» WORK REQUIRED: In the entries that follow, identify the line containing "Dear assistant, the user would like the white" and return it together with all later lines, exactly as they appear.

» SUPPLIED MATERIAL:
· · · ·

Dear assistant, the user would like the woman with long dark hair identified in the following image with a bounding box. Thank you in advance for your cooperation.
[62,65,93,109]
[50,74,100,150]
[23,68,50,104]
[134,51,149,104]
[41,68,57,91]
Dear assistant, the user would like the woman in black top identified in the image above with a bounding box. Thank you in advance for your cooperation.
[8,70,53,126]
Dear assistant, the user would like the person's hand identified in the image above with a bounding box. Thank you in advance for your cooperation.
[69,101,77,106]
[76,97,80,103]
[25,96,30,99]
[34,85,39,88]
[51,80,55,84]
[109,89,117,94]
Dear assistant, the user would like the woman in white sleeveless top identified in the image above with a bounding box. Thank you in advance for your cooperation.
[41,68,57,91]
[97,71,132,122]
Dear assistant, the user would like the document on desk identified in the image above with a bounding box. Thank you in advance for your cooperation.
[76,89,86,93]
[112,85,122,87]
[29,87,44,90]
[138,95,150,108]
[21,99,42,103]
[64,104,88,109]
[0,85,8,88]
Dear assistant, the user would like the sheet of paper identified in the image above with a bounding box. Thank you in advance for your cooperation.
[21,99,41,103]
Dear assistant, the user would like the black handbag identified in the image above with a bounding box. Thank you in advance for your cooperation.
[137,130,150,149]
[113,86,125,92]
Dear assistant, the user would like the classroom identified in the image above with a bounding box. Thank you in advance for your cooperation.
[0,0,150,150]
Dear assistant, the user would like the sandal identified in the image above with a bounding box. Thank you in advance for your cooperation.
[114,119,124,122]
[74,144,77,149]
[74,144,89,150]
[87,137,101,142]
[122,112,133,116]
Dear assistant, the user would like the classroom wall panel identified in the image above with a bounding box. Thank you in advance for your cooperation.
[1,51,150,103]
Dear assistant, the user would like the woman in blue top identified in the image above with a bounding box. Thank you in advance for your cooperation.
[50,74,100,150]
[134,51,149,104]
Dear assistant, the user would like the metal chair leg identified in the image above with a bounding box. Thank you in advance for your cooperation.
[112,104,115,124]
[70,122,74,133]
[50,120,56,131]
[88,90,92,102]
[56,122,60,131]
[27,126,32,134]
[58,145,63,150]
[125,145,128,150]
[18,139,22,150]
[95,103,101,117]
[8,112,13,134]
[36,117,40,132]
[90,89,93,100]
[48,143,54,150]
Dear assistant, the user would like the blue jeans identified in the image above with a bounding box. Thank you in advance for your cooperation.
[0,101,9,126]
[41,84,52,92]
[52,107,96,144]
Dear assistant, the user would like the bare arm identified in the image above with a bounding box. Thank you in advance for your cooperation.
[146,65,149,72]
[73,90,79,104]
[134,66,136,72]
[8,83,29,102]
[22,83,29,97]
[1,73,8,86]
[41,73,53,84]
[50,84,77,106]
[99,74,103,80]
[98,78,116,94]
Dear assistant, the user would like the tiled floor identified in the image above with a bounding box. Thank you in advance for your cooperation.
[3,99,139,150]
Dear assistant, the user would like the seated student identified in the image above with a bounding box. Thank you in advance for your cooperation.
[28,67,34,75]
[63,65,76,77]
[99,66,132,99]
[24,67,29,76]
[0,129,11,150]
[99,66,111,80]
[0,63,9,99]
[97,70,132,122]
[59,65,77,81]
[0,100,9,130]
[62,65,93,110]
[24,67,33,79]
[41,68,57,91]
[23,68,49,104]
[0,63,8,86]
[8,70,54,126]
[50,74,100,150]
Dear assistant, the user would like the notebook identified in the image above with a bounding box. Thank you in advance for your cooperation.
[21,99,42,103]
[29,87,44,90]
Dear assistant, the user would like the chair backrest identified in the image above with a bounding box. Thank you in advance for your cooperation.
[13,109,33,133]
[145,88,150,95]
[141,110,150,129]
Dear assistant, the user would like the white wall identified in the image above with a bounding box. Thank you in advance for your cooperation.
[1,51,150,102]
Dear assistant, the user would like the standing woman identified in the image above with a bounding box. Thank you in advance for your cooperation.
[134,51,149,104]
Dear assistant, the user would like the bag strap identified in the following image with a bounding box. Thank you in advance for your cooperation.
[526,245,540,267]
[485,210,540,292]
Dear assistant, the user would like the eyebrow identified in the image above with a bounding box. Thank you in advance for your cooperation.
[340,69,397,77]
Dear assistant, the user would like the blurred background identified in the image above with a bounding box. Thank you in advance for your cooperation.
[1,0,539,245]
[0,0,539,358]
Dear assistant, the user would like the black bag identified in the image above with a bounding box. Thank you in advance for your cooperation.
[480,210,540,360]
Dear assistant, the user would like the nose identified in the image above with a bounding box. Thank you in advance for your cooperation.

· · · ·

» WRITTEN RESPONSE:
Dear assistant, the user would like the white wall identified in the image above with a bounding box. Thank you in advance for your cooperation.
[1,51,150,102]
Dear assistant, the user would like the standing woman identified in the image above with a bounding box. Thank you in advance for your cooperation.
[134,51,149,104]
Dear assistant, the user would like the bag strap identified in the following image with a bounding box. Thank you in advance for your cooperation.
[526,245,540,267]
[485,210,540,292]
Dear assistant, the user would like the eyebrow identified in the image above with a bounding box. Thank you in advance for your cooperation.
[340,69,397,77]
Dear assistant, the user would like the blurred background identified in the image above with a bounding box. Thank you in advance for your cooperation.
[1,0,539,245]
[0,0,539,358]
Dear assistant, the user would like the black bag identified in the image above with a bounding box. Thank you in advance for your cooperation.
[480,210,540,360]
Dear assistant, the user would like the nose identified in the image above with a bounding box. Thank you in advance for your cooperation.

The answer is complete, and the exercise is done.